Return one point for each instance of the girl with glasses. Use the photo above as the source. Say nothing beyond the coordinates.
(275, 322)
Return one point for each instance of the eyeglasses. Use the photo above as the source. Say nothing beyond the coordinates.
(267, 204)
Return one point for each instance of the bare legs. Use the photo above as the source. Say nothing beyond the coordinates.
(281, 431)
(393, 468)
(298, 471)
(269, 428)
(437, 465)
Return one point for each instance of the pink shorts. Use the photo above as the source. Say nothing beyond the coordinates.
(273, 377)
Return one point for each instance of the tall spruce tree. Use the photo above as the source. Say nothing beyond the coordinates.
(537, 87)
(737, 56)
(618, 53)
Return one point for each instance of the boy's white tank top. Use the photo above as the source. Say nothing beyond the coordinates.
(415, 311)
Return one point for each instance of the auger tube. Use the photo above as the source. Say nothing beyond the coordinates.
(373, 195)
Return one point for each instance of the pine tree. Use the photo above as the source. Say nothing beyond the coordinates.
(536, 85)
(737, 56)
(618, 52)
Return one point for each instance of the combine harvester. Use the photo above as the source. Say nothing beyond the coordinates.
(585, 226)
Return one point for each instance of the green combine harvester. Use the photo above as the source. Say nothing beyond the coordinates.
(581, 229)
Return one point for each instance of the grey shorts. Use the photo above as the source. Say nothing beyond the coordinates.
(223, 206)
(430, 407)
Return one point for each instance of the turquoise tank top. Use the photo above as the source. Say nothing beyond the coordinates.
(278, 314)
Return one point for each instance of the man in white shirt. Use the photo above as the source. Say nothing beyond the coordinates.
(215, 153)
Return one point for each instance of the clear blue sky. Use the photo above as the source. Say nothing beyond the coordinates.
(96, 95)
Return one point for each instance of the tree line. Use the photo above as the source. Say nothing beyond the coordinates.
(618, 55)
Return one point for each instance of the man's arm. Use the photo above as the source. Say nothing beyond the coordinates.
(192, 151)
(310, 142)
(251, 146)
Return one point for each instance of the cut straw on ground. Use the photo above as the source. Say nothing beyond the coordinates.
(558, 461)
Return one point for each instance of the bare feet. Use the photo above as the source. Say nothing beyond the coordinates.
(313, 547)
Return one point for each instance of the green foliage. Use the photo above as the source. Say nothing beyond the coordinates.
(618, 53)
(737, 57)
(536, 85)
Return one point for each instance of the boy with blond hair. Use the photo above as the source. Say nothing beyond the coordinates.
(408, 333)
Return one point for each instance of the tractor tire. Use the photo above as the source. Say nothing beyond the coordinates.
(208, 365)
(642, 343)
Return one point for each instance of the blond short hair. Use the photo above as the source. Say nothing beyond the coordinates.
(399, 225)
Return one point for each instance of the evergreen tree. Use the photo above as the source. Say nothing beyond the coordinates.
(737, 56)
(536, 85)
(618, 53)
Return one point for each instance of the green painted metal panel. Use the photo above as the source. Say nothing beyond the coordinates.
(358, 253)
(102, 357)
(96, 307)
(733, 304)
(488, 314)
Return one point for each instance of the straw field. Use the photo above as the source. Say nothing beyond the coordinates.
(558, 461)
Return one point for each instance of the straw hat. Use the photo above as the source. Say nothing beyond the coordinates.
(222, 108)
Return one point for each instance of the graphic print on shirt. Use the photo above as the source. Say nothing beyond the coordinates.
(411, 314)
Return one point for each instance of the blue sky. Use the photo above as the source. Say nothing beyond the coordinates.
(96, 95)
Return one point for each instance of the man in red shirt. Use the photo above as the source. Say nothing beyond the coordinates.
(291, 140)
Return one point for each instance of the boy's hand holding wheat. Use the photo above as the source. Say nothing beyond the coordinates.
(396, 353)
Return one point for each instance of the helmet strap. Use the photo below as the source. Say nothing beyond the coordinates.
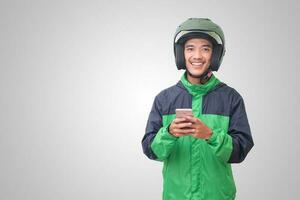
(205, 76)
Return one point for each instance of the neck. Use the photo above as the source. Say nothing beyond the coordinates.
(195, 80)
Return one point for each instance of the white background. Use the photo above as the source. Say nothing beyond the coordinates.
(78, 78)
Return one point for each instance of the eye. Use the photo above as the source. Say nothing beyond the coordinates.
(189, 49)
(206, 49)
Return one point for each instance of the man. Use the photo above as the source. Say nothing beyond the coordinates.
(198, 151)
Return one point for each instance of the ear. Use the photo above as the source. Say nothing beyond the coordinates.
(216, 57)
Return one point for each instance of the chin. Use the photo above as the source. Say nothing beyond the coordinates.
(195, 74)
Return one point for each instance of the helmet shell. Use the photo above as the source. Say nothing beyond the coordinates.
(199, 28)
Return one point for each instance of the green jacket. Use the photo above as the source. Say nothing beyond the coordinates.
(194, 168)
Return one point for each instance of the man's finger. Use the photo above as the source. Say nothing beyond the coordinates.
(179, 120)
(184, 125)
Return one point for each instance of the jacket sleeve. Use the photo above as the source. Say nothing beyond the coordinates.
(233, 147)
(157, 142)
(240, 132)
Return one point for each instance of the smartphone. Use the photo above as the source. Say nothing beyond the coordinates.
(183, 112)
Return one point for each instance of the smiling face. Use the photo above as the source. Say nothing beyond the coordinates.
(197, 54)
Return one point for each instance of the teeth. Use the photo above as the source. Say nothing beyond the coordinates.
(198, 64)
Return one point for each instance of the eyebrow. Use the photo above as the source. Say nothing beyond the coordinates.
(191, 45)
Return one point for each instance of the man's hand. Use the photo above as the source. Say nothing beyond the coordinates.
(201, 130)
(181, 127)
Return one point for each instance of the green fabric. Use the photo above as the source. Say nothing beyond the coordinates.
(195, 168)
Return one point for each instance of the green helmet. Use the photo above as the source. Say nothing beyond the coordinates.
(199, 28)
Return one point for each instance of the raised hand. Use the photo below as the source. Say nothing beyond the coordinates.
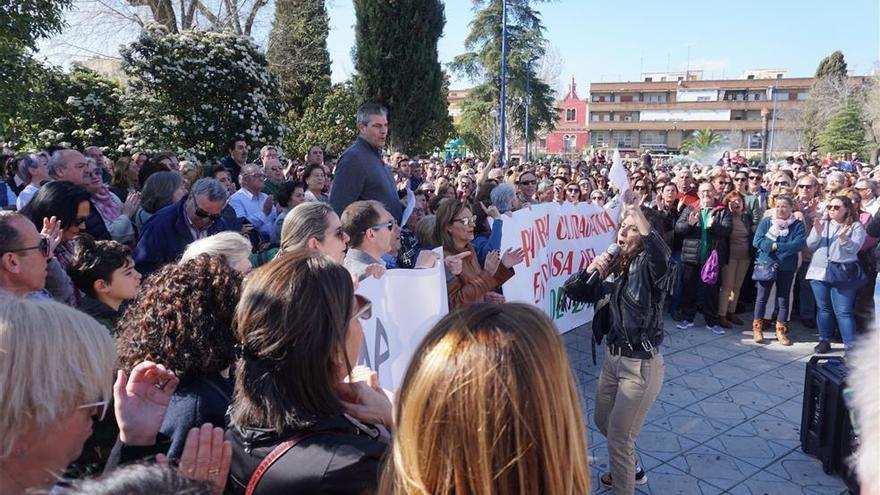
(493, 260)
(512, 257)
(206, 456)
(454, 263)
(140, 401)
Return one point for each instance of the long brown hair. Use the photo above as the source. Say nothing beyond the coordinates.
(489, 406)
(292, 324)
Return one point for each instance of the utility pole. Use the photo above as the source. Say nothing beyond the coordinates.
(503, 141)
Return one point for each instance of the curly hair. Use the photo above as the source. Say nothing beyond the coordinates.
(182, 318)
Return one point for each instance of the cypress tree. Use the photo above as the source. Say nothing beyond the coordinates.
(297, 50)
(397, 66)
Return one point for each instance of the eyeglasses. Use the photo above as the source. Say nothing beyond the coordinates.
(43, 246)
(204, 214)
(365, 308)
(466, 221)
(104, 405)
(379, 226)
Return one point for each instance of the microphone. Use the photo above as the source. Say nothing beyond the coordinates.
(613, 251)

+ + + +

SHORT PROBLEM -
Reproduce every one of the records above word for word, leaving the pictures out of your answer.

IN RESPONSE -
Return one point for each instance of the girl with glasses. Use the photo above as the source. Say nothing beyond the coordinates.
(275, 322)
Return one point for each instance of the eyeglasses. Use the photo above as the source. Say nothing beyond the coordinates.
(267, 204)
Return one point for each instance of the bare legs. Use the photo above as the source. Say nothing beyond the coordinates.
(281, 431)
(393, 468)
(298, 471)
(269, 428)
(437, 465)
Return one point for each instance of the pink shorts. Use the photo above as the source. Say nothing beyond the coordinates.
(273, 377)
Return one point for each instance of the tall spruce tree. Use the photo above as the source. Say nothing beyond the coordinates.
(537, 87)
(737, 56)
(618, 53)
Return one point for each instance of the boy's white tank top. Use the photo above as the source. Say nothing beyond the coordinates.
(415, 311)
Return one point for each instance of the auger tube. Use the photo above as the source. Say nothing beyond the coordinates.
(373, 195)
Return one point for each instance of the pine tree. Use the photo above as the source. Say nothing beyond the coordinates.
(536, 85)
(737, 56)
(618, 52)
Return one point for each instance of the combine harvester. Use the photo above as the source. Say nothing beyond the coordinates.
(585, 226)
Return one point for each instance of the green combine harvester. Use the photo above as the source. Say nothing beyond the coordinates.
(581, 229)
Return one point for each instance of the grey shorts. Use the photo above as the source. Say nothing beyond the coordinates.
(223, 206)
(430, 407)
Return one point for each instance of the turquoise tank top. Use the photo above as the source. Say nothing beyond the coordinates.
(278, 314)
Return one point for each instance of the man in white shirt. Use the photo above as the source. Say nothing beyond the coordinates.
(215, 153)
Return one point for each instance of the clear blue sky. Use the photo above as the source. Say nothing beyond the coordinates.
(96, 95)
Return one point for each instance of the tree line. Use the photo above as the source. Say nothing beyond the coordinates.
(618, 55)
Return one point for each instance of the man's arm. Use the photo above as the source. Say nothing beyond the coordinates.
(192, 151)
(310, 142)
(251, 146)
Return one point for each instance of the cut straw on ground. Use the photo above as the source. Say nothing beyond the coordinates.
(558, 461)
Return one point for each instance of the bare feet. Use the photo above as the source. Say nothing beyond the coordinates.
(313, 547)
Return one point for each instance of the green foliage. Use the photo above as the source. Say nothing beyond the coordinates.
(618, 53)
(737, 57)
(536, 85)
Return one point for each instance of the boy with blond hair. Use the photo above as the source. Say nothing beyond the coordinates.
(408, 333)
Return one point for each instance of the tractor tire. Use the photo above as the source. Say nothing beyond the coordinates.
(208, 365)
(642, 343)
Return one point for each instance of the blond short hair. Use the photo above as the source. Say nothing beyond the coordinates.
(399, 225)
Return one point for each instance of the evergreen tree. Use the photo above as the source. Say nothing beyond the coordinates.
(737, 56)
(536, 85)
(618, 53)
Return one point for each instance of the green painted metal panel. Use the photo above as the source. Say nothing beyond the coordinates.
(358, 253)
(102, 357)
(96, 307)
(733, 304)
(488, 314)
Return one point for each instance of the straw field. Use the photo above as the source. Say nothing beyond the coordinates.
(558, 461)
Return one point for each instance of the straw hat. Use the photo above as the source. Say nothing beyond the coordinates.
(222, 108)
Return one point for each instance of the graphic print on shirt. Use the photo above as the source. Say nothing beyond the coordinates.
(411, 314)
Return one point for each instance of the blue sky. Use the photo above as the source. Say nothing beyond the coordinates.
(96, 95)
Return one point for each instance of the man in red shirt. Use the photo above as the source. Say nothing beyond the coordinates.
(291, 140)
Return one point for each instance of the boy's hand holding wheat. Use the photo above as the source. Say nothing beyond the coordinates.
(396, 353)
Return one point for each instance of the helmet strap. Use the photo below as the source. Say nothing beyond the coordinates.
(205, 76)
Return one point for each instance of the neck. Use the photo above as the source. Say nothing beyond the coordinates.
(195, 80)
Return one point for each instance of the white background. Use the photo above as the source. Say nothing beyond the coordinates.
(78, 78)
Return one point for each instance of the eye. Use the photo above as the source. Say nothing beyond the coordinates.
(189, 49)
(206, 49)
Return one point for each instance of the man. Use the photo above as the source. Say nothing beyond the coordinates.
(198, 151)
Return one point for each instance of the ear. Use the photo above as the source. Say nothing beyond the coordinates.
(216, 57)
Return one point for each instance of the chin. Use the photo above as the source. Say nothing beyond the coordinates.
(195, 74)
Return one point for each instance of the helmet shell. Use the photo above as the source. Say nothing beyond the coordinates.
(199, 28)
Return one point for each instance of the green jacket. Use the photo above as the source. Say nothing beyond the coordinates.
(194, 168)
Return one point for each instance of the man's finger. Use the photo above as the source. Say nothing beyond the coordinates.
(179, 120)
(184, 125)
Return one point for each instance of the jacket sleeve. Use the photo above as the source. Say nothing beyond the coordinates.
(233, 147)
(157, 142)
(240, 132)
Return one point for each instance of the smartphone. Use the photo above as the source. Say nothing beyond the coordinates.
(183, 112)
Return one point for each instance of the smiling face. Use the photo above as the source. Say nothing beyond the coordinates.
(197, 54)
Return one point for each instance of the teeth. Use the photo above as the source. Say nothing beyond the coordinates.
(198, 64)
Return one point for each instance of the eyebrow. Use the photo above as the source. Say nothing beyond the coordinates.
(191, 45)
Return one point for each instance of the man's hand. Use the photo above as the source. Say nothing beyond the coordinates.
(201, 130)
(181, 127)
Return one point for each instance of the green fabric. Use the photo above as the source. Say nothing beyond the coordinates.
(195, 168)
Return one point for each instance of the green helmet. Use the photo above as the source. Say nothing beyond the coordinates.
(199, 28)
Return one point for each instance of the raised hand. Use the photo below as the source. Say nothing beyond the coordinates.
(493, 260)
(512, 257)
(206, 456)
(454, 263)
(140, 401)
Return one point for each instance of the long brown hair. Use the photo above as the source. Say nothing beyond the coordinates.
(489, 406)
(292, 324)
Return one point for each instance of the utility pole. Use the photo above as the source. Say nothing beyond the coordinates.
(503, 141)
Return one point for each instance of the curly hair. Use the photo above as the source. Say nothing beyond the coordinates.
(182, 318)
Return one point for each instance of the cypress tree. Use the photo above as the source. Say nothing beyond the coordinates.
(297, 50)
(397, 66)
Return one point for each instance of the eyeglasses. Use the photo above as the source. Say nothing beyond the coordinates.
(43, 246)
(204, 214)
(365, 308)
(466, 221)
(104, 405)
(379, 226)
Return one point for each instance of the microphone. Use the photo above as the source. Say nothing beyond the coordinates.
(613, 251)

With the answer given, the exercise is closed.